* EXERCISE BRIEF: Reproduce each record exactly.

* Excerpts from point annotation data:
--- Start ---
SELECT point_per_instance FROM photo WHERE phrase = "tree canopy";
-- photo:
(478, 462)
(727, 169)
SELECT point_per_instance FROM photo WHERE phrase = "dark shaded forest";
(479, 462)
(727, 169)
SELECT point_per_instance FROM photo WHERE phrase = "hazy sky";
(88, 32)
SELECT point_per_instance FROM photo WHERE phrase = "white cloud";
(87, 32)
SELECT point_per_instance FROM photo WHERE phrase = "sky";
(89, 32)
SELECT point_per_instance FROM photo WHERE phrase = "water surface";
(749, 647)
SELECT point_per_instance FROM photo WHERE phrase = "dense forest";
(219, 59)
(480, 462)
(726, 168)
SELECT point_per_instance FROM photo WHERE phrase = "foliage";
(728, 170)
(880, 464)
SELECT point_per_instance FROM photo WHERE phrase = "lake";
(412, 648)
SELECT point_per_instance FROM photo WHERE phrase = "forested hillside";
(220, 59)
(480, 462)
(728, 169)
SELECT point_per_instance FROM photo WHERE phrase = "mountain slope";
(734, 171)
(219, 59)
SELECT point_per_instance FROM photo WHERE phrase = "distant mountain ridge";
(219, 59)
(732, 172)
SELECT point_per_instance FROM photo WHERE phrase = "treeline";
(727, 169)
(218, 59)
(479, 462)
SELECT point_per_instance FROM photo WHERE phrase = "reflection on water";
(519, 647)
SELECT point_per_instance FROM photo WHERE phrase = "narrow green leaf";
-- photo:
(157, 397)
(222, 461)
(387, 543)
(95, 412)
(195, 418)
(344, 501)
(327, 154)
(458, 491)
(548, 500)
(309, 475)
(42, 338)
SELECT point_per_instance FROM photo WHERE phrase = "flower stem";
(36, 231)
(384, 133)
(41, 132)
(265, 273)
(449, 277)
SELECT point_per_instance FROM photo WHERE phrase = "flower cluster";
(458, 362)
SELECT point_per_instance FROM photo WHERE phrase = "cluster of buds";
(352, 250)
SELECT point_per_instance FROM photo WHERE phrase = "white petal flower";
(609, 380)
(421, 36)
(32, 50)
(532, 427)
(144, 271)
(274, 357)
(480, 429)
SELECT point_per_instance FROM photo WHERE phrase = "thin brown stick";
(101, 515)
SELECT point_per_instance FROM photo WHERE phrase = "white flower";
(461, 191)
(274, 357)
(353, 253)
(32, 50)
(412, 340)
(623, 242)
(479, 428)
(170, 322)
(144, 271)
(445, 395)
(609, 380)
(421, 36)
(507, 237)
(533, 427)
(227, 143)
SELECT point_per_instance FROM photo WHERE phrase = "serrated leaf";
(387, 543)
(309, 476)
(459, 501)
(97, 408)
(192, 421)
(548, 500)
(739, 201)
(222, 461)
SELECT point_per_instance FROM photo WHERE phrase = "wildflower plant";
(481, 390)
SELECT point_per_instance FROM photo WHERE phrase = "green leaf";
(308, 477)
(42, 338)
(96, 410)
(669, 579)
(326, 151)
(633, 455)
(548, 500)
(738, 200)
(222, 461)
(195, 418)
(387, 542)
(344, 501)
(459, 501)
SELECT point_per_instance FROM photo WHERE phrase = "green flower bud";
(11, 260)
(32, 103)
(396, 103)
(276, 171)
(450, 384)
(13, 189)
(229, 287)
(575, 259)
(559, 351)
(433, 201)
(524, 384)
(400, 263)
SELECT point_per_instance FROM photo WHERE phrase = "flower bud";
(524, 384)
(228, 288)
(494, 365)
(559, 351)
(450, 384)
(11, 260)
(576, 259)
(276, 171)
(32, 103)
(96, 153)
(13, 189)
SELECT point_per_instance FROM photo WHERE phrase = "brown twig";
--- End ---
* EXPECTED ANSWER:
SELECT point_per_instance FROM photo WHERE phrase = "tree canopy";
-- photo:
(478, 462)
(727, 169)
SELECT point_per_instance FROM photo WHERE phrase = "dark shaded forest";
(479, 462)
(727, 169)
SELECT point_per_instance FROM photo WHERE phrase = "hazy sky";
(88, 32)
SELECT point_per_instance FROM photo WHERE phrase = "white cloud";
(87, 32)
SELECT point_per_instance FROM photo WHERE phrase = "sky";
(89, 32)
SELECT point_per_instance FROM photo WHERE phrase = "water surface";
(749, 647)
SELECT point_per_instance FROM photo WHERE phrase = "dense forest";
(219, 59)
(480, 462)
(726, 168)
SELECT point_per_instance FROM photo WHERE phrase = "foliage";
(728, 170)
(880, 464)
SELECT point_per_instance FROM photo WHERE phrase = "lake";
(412, 648)
SELECT point_per_instance FROM photo WHERE phrase = "forested hillside";
(220, 59)
(480, 462)
(728, 169)
SELECT point_per_instance FROM photo WHERE phrase = "mountain slope";
(734, 171)
(219, 59)
SELECT point_per_instance FROM photo WHERE phrase = "distant mountain ridge";
(219, 59)
(732, 172)
SELECT point_per_instance FROM photo WHERE phrase = "treeline";
(727, 169)
(218, 59)
(479, 462)
SELECT point_per_instance FROM photo WHERE phrase = "reflection on water";
(519, 647)
SELECT point_per_instance FROM photo WHERE phrase = "narrow green leaf";
-- photo:
(157, 397)
(222, 461)
(387, 543)
(95, 412)
(195, 418)
(344, 501)
(327, 154)
(458, 491)
(548, 500)
(309, 475)
(42, 338)
SELECT point_per_instance FROM photo WHERE phrase = "flower stem";
(36, 231)
(384, 133)
(41, 132)
(265, 273)
(449, 277)
SELECT point_per_instance FROM photo WHERE phrase = "flower cluster";
(458, 362)
SELECT point_per_instance FROM photo WHERE phrase = "cluster of buds";
(352, 250)
SELECT point_per_instance FROM photo WHERE phrase = "white petal flower";
(609, 380)
(421, 36)
(32, 50)
(532, 427)
(144, 271)
(274, 357)
(480, 429)
SELECT point_per_instance FROM photo WHERE phrase = "thin brown stick";
(101, 515)
SELECT point_per_instance FROM photo WHERE phrase = "white flower";
(461, 191)
(274, 357)
(353, 253)
(32, 50)
(412, 340)
(623, 242)
(479, 428)
(170, 322)
(144, 271)
(445, 395)
(609, 380)
(421, 36)
(507, 237)
(533, 427)
(227, 143)
SELECT point_per_instance FROM photo WHERE phrase = "serrated leaf";
(387, 543)
(309, 476)
(459, 501)
(97, 408)
(192, 421)
(548, 500)
(739, 201)
(222, 461)
SELECT point_per_instance FROM photo WHERE phrase = "wildflower plant";
(481, 390)
SELECT point_per_instance FROM photo WHERE phrase = "green leaf";
(308, 477)
(42, 338)
(96, 410)
(669, 579)
(326, 151)
(633, 455)
(548, 500)
(738, 200)
(222, 461)
(195, 418)
(387, 542)
(344, 501)
(459, 501)
SELECT point_per_instance FROM photo WHERE phrase = "green flower bud";
(11, 260)
(32, 103)
(396, 103)
(276, 171)
(450, 384)
(13, 189)
(229, 287)
(575, 259)
(559, 351)
(433, 201)
(524, 384)
(400, 263)
SELECT point_per_instance FROM photo WHERE phrase = "flower bud";
(524, 384)
(228, 288)
(494, 365)
(559, 351)
(450, 384)
(11, 260)
(576, 259)
(276, 171)
(32, 103)
(96, 153)
(13, 189)
SELECT point_per_instance FROM photo WHERE phrase = "brown twig";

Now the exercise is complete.